Research into multistrategy learning is useful on pragmatic grounds when complex worlds are the domains of learning systems. Such approaches allow for maximal flexibility. Significant interactions are present in multistrategy systems, however, that are not apparent in isolated systems. For example, if two algorithms modify the domain knowledge of the system, and a dependency exists between the two, such that one strategy modifies a part of the domain knowledge that the second one uses, then an implied sequencing must be enforced; that is, the first strategy must be applied before the second. Such dependencies do not exist in single-strategy systems. Research into multistrategy systems contributes to many such issues that pertain to applied systems.
The general model of learning from Figure 44 can be refined to a multistrategy framework as seen in Figure 45. Some input is processed by a multistrategy performance system in a manner dependent upon its goals, expectations, and the knowledge in its memory. A trace of the processing is passed to the learning subsystem. The learning module then uses different methods from a library or toolbox of standard algorithms to make changes to the knowledge in memory. Usually, the tools selected from the toolbox are chosen by the researcher (e.g., as is with the PRODIGY system. See Veloso & Carbonell, 1994, or Carbonell et al., 1991). The goal of this dissertation is to specify a method by which to automate this choice and combination.
Figure 45. Model of introspective multistrategy learning
The performance system records its reasoning during story understanding in a TMXP trace structure as described in Section 4.4.1 (p. 81). These knowledge structures contain representations for each of the reasoning sub-processes: anomaly identification, hypothesis formation, and verification (see Figure 43 on page 113). For each, the structure records the considerations that prompted the process, the bases for making a reasoning strategy decision, and the result of strategy execution. After reasoning completes an inference chain, the reasoning trace is passed to a learning process if a failure is detected.
The learning model itself has three processes. It must monitor the performance system to check for failures, explain and learn from the failure when detected, and, in the ideal model, it should verify that the learning was reasonable. Figure 46 illustrates these three tasks and the information passed between them.
Figure 46. Sub-processes of learning
The first process performs failure detection. As outlined in Section 3.2, five types of failures can occur. Failure detection inputs two structures (an expected outcome, E, and the actual outcome, A) and the trace of the reasoning producing these knowledge structures. The algorithm for this process is shown in Figure 47. The detection process occurs either during the verification phase of the performance task of the system or during the generation phase after a resumption of a suspended generation goal. This second condition occurs after the performance system previously tried to generate a hypothesis, but could not. The generation phase suspends the goal and new input later provides the answer. See impasse condition in Figure 47. Along with the trace, the process outputs a determination of which of the failures exist (if any) to the next phase.

- _Task instructions_
Decide whether each statement below agrees with the passage on multistrategy learning, and support each yes or no with the deciding words of the passage. 1. The learning module draws its methods from a library or toolbox of standard algorithms. 2. Dependencies between strategies that modify domain knowledge also occur in single-strategy systems. 3. According to the passage, four types of failures can occur.

- _Supplied data_
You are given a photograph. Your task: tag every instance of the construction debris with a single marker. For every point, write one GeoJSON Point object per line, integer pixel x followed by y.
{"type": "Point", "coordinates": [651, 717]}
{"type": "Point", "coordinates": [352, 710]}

- _Solution to this problem_
1. Yes: "The learning module then uses different methods from a library or toolbox of standard algorithms to make changes to the knowledge in memory."
2. No: "Such dependencies do not exist in single-strategy systems."
3. No: "As outlined in Section 3.2, five types of failures can occur."